== Challenge 1 ==
Decide whether each statement below agrees with the IOBBER text. Answer yes or no for each, and quote the deciding words of the text. (a) Chunks of different types are allowed to overlap. (b) The default output format is iob-chan. (c) IOBBER expects its input in UTF-8.

Chunks are organised in channels. A channel is a set of chunks in a sentence that have the same type. For instance, chunk_np
is a channel for noun phrase chunks. Channels are a simple concept that help represent chunks if various types at the same time. The idea follows the assumption that chunks of a given type cannot overlap, while chunks of different types may overlap. Below is an example sentence fragment Ministerstwo Edukacji Narodowej i sąd and two channels: chunk_np
and chunk_agp
:
tokens Ministerstwo Edukacji Narodowej i sąd chunk_np [=====***===========================] [***] chunk_agp [=====***====] [===***==============] [***]
The asterisks (***
) above are used to indicate that a token is a chunk's syntactic head, e.g. for the chunk_np
Ministerstwo Edukacji Narodowej, the head is located at the Ministerstwo token.
1 The tagger disambiguates only tags; if there are two (or more) possible lemmas with the same tag, the output remains partially ambiguous. E.g., the form kręgi may be of lemma kręg or krąg. Some output formats (e.g. iob-chan
) force one interpretation per token. In such cases, only the first lemma according to alphabetical order will remain.
Processing text files¶
iobber_txt
executable is able to process a text file and generate output in one of output formats.
The input should be a text file encoded in UTF-8.
Usage:
iobber_txt input.txt -O output.xml
Note: if you get an error message cannot locate model….ini
, you might need to provide path to tagger or/and chunker model explicitly. This will happen if the model directories are not located in system/current directory or have been renamed. You can give the paths to models explicitly using -C (for chunker) and -W (tagger) switches, e.g.:
iobber_txt -W path/to/model_nkjp10_wcrft_e2 -C path/to/model-kpwr11-H input.txt -O output.xml
The default output format is CCL (-o ccl
). You can select a different output format, e.g. iob-chan:
iobber_txt input.txt -o iob-chan -O output.txt
Output formats are described below.
Reading stdin, writing to stdout¶
IOBBER is able to write its output to the standard output (stdout). It will do so if you don't use the -O FILENAME
option, e.g.:
iobber_txt input.txt # or any other call, e.g. iobber_txt input.txt -o iob-chan
WCRFT is also able to read the input data stream from the standard input (stdin) and write directly to the standard output (stdout):
iobber_txt -
E.g.
echo 'Przedsiębiorcy, którzy skorzystali z prawa do zwolnienia nie rozliczają podatku VAT. Nie składają więc deklaracji VAT i nie wystawiają faktur.' | iobber_txt -
NOTE: the behaviour of the above call depends on the input encoding of your operating system and/or terminal. IOBBER expects the input in UTF-8. Under modern Linux distributions the input encoding is by default UTF-8, which is ok, but the same cannot be said about Windows — the input encoding varies and is most likely not UTF-8 on your Windows computer. This shouldn't, however, affect redirecting UTF-8 txt files to IOBBER — it should work correctly anywhere as long as the files are correct UTF-8 plain text.

== Records provided ==
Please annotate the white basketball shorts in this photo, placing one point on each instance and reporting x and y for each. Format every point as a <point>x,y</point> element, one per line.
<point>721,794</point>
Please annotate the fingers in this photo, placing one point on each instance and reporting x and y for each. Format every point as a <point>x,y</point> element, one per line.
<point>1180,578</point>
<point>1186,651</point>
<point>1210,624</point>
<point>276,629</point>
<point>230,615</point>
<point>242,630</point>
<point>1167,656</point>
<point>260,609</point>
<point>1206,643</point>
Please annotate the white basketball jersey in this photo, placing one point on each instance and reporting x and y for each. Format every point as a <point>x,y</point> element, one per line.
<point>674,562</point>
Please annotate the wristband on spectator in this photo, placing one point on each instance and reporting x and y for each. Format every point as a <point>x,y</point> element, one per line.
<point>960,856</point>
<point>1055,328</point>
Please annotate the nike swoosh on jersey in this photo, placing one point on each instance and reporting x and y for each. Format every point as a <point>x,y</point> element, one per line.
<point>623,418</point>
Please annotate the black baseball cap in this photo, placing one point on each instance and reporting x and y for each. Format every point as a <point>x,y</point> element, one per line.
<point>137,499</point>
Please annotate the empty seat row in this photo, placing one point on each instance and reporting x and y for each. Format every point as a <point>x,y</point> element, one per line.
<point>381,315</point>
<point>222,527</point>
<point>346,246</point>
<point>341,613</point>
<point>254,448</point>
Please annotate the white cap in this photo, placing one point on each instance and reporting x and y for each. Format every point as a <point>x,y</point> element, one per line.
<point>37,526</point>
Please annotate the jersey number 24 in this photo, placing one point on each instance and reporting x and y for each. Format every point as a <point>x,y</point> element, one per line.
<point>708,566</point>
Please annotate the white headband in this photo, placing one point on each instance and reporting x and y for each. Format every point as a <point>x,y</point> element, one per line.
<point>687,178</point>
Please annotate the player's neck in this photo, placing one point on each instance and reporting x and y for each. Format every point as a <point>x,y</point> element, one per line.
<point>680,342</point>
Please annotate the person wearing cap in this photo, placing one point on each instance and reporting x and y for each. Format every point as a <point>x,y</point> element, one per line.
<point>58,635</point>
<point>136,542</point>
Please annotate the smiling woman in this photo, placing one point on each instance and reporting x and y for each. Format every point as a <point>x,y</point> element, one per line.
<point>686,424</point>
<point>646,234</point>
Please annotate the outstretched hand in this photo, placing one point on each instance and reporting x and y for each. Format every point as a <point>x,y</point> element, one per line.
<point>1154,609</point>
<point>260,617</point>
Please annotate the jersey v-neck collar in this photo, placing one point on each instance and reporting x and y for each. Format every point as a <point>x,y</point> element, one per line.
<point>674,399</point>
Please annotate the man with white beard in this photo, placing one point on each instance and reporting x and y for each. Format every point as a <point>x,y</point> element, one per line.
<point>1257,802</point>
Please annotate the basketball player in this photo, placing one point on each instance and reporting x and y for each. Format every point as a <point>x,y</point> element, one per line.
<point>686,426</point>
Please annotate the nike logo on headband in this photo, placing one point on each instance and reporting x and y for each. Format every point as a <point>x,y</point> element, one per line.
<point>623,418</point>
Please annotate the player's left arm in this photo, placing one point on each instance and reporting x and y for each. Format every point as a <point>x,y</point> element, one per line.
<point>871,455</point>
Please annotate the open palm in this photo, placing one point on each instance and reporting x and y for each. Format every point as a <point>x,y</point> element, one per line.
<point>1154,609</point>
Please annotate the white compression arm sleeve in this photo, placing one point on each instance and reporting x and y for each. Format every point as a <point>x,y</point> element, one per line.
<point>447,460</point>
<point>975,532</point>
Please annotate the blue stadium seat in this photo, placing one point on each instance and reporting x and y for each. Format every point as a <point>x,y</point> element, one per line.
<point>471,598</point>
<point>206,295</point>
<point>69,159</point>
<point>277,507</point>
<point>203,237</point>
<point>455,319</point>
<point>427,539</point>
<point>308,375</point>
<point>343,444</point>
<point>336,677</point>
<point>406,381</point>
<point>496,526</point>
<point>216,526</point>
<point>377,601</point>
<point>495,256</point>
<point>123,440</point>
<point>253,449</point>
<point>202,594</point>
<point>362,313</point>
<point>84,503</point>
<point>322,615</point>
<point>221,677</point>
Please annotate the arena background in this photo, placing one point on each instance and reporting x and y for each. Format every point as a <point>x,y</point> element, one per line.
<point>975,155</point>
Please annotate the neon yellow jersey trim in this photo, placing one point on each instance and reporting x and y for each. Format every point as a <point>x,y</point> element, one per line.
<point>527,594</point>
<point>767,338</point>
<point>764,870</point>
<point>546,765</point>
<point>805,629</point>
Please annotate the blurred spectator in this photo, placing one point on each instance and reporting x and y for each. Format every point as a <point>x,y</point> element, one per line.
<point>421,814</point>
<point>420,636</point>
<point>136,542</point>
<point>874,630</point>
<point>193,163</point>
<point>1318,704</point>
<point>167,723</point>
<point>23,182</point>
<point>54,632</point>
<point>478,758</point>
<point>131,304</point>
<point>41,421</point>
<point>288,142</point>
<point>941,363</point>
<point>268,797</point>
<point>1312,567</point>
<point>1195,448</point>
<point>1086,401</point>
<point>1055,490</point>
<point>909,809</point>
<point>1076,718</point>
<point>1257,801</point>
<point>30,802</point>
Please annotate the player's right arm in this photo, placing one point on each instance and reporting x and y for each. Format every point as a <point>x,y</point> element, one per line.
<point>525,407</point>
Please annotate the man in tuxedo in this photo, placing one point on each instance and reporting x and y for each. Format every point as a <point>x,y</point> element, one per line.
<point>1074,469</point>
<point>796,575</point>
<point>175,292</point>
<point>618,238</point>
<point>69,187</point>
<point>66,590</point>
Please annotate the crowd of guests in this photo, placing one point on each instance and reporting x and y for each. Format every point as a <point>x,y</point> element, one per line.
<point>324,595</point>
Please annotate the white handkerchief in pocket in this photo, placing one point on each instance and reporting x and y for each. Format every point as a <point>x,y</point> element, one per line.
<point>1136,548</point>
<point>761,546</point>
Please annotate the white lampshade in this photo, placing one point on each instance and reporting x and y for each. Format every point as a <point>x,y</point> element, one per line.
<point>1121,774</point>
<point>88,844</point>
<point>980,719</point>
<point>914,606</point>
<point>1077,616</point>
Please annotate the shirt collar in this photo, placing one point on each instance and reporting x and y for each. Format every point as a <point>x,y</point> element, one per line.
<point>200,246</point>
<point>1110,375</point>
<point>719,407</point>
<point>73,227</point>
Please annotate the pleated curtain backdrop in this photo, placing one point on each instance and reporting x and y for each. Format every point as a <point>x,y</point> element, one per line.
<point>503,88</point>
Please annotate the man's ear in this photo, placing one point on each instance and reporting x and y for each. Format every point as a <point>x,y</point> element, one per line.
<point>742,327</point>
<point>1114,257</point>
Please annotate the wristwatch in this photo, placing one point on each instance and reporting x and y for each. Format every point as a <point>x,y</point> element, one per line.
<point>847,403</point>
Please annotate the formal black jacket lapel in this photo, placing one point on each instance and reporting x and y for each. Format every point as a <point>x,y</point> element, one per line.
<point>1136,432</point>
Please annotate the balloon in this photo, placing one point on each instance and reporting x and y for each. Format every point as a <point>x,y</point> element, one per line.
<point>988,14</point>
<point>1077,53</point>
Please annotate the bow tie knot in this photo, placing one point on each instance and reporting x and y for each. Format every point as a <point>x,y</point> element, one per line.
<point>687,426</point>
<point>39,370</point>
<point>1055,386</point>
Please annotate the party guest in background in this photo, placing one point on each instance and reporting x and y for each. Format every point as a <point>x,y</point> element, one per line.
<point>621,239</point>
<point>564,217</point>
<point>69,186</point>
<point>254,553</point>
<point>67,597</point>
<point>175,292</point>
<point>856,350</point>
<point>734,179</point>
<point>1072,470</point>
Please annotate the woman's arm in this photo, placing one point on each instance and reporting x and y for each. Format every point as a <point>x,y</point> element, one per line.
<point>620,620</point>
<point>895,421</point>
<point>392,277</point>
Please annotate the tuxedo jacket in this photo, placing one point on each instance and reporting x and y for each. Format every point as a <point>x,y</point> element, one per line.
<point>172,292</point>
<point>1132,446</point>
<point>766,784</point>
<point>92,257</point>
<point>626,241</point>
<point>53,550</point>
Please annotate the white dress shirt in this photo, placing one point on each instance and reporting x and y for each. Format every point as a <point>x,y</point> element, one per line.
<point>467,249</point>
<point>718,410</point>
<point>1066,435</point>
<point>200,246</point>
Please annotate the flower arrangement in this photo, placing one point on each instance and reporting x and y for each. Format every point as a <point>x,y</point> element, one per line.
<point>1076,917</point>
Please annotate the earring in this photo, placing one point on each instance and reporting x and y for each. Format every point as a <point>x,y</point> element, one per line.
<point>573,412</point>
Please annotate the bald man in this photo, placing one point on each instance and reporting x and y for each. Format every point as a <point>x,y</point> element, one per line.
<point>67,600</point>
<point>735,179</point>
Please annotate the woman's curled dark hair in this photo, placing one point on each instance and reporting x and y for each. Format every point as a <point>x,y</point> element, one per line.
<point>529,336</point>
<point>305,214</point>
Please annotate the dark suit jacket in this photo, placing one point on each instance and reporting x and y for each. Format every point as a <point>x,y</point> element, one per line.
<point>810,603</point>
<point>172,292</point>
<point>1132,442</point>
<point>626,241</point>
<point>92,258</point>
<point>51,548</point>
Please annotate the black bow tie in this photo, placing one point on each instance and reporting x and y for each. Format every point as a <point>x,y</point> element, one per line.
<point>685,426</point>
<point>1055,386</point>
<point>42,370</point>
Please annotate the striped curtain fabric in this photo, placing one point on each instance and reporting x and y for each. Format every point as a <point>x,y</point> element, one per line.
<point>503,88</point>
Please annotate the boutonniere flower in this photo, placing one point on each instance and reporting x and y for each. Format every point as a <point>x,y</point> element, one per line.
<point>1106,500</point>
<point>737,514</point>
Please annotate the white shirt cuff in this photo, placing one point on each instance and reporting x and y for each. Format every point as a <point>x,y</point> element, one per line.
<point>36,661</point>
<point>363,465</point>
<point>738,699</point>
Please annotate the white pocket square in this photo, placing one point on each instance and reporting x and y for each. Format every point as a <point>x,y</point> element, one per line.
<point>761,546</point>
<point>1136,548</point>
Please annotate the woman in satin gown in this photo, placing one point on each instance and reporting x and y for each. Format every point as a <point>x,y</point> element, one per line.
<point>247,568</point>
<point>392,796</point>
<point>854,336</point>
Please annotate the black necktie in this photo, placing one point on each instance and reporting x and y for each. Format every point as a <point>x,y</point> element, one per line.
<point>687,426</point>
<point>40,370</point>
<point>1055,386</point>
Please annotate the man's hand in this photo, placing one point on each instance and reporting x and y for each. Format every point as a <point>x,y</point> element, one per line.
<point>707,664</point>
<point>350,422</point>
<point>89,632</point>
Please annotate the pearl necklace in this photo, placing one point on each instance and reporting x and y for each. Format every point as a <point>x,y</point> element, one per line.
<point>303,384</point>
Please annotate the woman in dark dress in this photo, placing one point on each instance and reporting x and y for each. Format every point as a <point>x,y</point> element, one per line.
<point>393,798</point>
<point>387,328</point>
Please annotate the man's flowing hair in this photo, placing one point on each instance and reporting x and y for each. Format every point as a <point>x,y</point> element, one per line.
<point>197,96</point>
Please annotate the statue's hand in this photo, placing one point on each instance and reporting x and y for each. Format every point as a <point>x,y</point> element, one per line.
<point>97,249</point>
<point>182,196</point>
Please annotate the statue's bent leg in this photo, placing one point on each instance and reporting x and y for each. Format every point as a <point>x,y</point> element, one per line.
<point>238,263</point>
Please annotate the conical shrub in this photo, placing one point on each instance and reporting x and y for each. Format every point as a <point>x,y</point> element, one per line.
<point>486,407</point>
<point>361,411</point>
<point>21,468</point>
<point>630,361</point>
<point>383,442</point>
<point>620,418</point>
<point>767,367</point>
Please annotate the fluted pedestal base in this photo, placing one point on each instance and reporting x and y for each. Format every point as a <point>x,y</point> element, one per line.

== Challenge 2 ==
List every line of the entries that contains the word "collar".

== Task result 1 ==
(a) Yes: "chunks of different types may overlap"
(b) No: "The default output format is CCL"
(c) Yes: "IOBBER expects the input in UTF-8."

== Task result 2 ==
Please annotate the jersey v-neck collar in this photo, placing one point on each instance and reporting x and y for each. Format every point as a <point>x,y</point> element, one per line.
Please annotate the shirt collar in this photo, placing one point on each instance and reporting x and y for each. Format every point as a <point>x,y</point> element, one per line.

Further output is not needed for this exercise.